WORK ITEM » The reply must return each line of the data exactly.

EXTRACTED MATERIAL »
****************

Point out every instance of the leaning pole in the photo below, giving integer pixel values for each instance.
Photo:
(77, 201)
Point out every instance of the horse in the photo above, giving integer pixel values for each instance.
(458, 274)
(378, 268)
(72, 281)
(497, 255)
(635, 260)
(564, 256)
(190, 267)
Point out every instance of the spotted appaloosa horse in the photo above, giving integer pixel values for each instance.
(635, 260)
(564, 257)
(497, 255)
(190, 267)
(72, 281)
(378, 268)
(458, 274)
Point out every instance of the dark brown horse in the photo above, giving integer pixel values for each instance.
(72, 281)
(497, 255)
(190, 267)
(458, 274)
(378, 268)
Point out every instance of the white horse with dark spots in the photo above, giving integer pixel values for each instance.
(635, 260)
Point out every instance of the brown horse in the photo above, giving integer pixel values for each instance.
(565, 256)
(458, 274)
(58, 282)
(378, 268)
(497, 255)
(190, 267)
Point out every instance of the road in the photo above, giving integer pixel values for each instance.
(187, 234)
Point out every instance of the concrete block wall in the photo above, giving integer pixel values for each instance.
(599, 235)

****************

FINISHED TASK »
Point out every instance of the leaning pole in the photo below, giving integer pixel values for each instance.
Photo:
(77, 201)
Point out every instance of the horse in the photo above, giving integer pixel values for each instance.
(458, 274)
(378, 268)
(72, 281)
(497, 255)
(635, 260)
(564, 256)
(190, 267)
Point out every instance of the spotted appaloosa horse in the photo above, giving integer pixel values for each instance.
(635, 260)
(564, 257)
(497, 255)
(190, 267)
(72, 281)
(378, 268)
(458, 274)
Point out every instance of the dark brown horse in the photo above, giving integer pixel values for each instance.
(72, 281)
(497, 255)
(190, 267)
(458, 274)
(378, 268)
Point out every instance of the white horse with dark spots in the photo above, giving integer pixel values for each instance.
(635, 260)
Point out every instance of the brown horse in the photo above, giving integer pixel values for each instance.
(565, 256)
(458, 274)
(58, 282)
(378, 268)
(497, 255)
(190, 267)
Point out every instance of the road in the photo above, giving integer pixel values for each instance.
(187, 234)
Point out every instance of the concrete block wall in the photo above, giving integer pixel values for each instance.
(599, 235)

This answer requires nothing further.